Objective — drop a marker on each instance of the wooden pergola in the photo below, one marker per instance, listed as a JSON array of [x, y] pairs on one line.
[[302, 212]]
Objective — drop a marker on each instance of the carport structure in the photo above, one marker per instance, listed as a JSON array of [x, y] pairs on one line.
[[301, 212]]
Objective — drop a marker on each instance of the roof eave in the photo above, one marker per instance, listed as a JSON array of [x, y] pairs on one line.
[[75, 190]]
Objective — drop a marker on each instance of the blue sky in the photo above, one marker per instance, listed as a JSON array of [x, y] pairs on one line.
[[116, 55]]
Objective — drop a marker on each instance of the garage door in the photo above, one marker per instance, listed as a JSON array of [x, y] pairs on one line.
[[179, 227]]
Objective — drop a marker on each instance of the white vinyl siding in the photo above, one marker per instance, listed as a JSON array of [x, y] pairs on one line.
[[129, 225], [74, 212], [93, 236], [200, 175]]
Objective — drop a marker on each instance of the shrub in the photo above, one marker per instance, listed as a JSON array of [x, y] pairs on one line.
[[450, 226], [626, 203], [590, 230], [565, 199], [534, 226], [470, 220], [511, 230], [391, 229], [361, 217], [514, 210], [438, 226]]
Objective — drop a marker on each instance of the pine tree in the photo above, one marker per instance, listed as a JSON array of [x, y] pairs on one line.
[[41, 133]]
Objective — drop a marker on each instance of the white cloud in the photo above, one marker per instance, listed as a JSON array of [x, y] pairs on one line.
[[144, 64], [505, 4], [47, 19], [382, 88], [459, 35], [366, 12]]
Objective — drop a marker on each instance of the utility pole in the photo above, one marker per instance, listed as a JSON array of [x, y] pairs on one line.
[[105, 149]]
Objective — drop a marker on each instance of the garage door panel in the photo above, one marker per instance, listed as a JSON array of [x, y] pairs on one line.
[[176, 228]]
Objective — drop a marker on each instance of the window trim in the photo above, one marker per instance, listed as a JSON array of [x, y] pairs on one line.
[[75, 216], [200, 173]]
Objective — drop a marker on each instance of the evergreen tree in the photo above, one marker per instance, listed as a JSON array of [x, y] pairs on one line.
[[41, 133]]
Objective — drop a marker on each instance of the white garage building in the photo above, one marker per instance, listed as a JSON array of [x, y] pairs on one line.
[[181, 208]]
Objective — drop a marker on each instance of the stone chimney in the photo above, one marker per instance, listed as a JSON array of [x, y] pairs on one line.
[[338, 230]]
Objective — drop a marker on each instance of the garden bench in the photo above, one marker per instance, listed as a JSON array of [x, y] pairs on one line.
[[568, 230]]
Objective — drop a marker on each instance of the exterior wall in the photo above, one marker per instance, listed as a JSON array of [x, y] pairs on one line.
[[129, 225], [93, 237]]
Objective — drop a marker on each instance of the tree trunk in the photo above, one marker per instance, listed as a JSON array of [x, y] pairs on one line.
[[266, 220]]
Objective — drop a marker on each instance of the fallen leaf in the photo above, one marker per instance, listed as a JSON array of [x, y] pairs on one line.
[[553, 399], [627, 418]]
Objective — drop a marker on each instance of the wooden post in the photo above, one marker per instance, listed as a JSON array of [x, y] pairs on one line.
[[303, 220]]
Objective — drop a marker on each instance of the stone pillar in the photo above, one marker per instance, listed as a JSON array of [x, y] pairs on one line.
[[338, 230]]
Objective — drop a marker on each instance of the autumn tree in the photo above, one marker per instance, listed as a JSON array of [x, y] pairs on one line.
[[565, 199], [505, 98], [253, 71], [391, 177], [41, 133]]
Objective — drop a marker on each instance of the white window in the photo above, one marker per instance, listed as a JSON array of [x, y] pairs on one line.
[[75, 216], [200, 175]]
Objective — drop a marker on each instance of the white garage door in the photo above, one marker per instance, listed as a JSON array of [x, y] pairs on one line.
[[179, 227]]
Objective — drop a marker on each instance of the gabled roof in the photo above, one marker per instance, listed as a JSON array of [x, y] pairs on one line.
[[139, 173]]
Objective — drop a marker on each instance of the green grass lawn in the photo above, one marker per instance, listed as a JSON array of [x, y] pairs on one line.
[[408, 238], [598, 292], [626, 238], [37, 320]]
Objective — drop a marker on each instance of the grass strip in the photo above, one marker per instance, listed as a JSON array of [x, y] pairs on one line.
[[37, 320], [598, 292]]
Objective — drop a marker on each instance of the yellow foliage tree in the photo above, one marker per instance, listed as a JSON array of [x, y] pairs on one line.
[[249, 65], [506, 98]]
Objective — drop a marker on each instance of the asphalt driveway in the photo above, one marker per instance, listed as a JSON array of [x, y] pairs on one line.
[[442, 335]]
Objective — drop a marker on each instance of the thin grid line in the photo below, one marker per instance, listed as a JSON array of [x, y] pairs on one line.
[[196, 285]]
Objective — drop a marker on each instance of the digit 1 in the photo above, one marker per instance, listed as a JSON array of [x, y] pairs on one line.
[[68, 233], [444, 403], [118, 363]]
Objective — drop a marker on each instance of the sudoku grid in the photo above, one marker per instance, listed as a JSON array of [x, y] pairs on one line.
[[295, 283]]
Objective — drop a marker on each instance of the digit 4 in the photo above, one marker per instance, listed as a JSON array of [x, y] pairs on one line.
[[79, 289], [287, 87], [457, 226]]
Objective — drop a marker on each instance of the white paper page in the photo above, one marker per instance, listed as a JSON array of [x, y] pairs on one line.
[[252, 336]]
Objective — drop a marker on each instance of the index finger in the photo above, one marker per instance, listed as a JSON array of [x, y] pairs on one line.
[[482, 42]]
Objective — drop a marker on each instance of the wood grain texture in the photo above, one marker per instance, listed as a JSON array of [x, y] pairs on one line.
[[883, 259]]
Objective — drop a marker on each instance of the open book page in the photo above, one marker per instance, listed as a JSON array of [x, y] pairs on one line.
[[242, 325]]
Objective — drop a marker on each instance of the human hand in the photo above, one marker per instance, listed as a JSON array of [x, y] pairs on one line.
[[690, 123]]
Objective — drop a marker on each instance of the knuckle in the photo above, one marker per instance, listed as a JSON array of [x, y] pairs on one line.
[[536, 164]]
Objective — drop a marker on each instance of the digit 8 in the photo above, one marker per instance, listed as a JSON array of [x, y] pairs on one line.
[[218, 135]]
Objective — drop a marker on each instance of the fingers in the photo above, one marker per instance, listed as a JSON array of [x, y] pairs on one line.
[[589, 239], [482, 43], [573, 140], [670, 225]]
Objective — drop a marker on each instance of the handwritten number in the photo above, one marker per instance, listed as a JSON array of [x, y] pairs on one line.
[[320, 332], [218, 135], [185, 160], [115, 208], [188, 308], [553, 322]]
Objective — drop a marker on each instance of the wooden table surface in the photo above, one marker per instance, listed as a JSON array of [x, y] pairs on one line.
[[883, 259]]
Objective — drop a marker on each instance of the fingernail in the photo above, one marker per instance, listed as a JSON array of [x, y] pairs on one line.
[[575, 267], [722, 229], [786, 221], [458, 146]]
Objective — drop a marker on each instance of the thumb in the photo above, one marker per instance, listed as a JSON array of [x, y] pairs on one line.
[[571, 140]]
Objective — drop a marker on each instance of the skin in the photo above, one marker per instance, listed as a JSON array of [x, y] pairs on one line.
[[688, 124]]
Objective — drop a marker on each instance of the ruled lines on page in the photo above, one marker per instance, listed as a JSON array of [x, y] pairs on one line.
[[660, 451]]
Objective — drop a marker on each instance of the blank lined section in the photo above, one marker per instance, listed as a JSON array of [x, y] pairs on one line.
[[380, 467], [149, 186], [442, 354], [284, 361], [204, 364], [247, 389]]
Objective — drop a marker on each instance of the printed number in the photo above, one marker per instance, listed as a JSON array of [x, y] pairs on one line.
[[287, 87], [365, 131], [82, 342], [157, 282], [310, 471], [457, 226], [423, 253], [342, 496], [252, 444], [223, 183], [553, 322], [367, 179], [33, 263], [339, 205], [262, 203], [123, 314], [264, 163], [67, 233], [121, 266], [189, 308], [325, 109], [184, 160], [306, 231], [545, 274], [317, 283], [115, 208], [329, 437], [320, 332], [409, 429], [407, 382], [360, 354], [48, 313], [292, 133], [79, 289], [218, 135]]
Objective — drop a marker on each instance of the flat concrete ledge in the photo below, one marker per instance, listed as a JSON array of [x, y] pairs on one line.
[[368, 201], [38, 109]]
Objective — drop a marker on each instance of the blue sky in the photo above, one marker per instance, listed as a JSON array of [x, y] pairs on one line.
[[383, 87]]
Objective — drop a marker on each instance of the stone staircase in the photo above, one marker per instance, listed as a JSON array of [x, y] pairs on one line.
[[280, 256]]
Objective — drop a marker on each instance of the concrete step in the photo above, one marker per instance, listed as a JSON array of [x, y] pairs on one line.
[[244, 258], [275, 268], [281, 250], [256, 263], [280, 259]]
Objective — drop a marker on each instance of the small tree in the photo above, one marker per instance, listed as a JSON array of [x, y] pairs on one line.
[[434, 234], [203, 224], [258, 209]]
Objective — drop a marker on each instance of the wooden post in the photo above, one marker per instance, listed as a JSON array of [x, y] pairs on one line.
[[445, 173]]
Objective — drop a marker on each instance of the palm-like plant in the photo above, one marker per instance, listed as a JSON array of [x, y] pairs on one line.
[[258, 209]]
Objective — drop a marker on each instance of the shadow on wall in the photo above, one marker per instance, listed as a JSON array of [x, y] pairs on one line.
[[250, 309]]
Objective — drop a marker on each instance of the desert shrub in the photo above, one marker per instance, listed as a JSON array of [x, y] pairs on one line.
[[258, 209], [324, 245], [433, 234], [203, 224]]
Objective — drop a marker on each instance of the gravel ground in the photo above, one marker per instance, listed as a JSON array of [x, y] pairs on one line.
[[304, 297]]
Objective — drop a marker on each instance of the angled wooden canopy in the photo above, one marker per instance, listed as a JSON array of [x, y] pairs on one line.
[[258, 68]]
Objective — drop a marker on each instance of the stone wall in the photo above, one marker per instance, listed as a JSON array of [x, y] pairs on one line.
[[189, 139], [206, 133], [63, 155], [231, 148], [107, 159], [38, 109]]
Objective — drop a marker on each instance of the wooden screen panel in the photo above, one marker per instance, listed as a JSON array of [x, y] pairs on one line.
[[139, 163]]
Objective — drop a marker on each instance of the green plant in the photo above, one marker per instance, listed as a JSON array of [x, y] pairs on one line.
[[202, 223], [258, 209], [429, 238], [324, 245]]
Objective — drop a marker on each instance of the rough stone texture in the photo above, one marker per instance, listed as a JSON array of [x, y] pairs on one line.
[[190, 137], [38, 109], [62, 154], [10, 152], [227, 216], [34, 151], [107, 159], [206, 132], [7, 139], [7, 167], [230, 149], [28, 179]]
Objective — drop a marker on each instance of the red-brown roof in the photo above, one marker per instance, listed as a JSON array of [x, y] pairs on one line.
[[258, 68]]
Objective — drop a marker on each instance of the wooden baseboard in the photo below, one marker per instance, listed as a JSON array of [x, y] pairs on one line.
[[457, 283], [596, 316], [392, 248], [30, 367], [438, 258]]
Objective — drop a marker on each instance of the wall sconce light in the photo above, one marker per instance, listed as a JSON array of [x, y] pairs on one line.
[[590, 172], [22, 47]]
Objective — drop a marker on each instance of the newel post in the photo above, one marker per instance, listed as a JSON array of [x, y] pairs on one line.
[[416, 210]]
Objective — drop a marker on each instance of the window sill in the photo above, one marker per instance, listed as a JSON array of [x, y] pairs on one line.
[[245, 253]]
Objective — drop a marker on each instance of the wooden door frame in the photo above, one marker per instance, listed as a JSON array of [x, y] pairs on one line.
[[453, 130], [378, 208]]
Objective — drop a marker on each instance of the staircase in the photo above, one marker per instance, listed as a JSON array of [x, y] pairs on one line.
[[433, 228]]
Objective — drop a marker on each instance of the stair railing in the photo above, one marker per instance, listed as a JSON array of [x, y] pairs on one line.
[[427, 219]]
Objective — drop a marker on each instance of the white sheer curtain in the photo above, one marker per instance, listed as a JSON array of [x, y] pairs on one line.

------------------------------------------------------------------------

■ **Task description**: Render the data from the line with "Objective — drop a marker on each instance of the handwritten" to the line with "[[575, 267], [722, 229], [786, 221], [458, 146]]" as a JSON list of strings, one string per line, omitting blank lines.

■ **Solution to this problem**:
[
  "Objective — drop a marker on each instance of the handwritten number in the photo above, one marker per instance, listed as a JSON array of [x, y] pairs on one line.",
  "[[320, 332], [218, 135], [185, 160], [115, 208], [188, 308], [553, 322]]",
  "Objective — drop a marker on each instance of the wooden table surface in the photo above, one marker per instance, listed as a JSON array of [x, y] pairs on one line.",
  "[[883, 259]]",
  "Objective — drop a marker on each instance of the fingernail in the photo above, one marker per instance, listed as a JSON array of [x, y] pairs on one line.",
  "[[575, 267], [722, 229], [786, 221], [458, 146]]"
]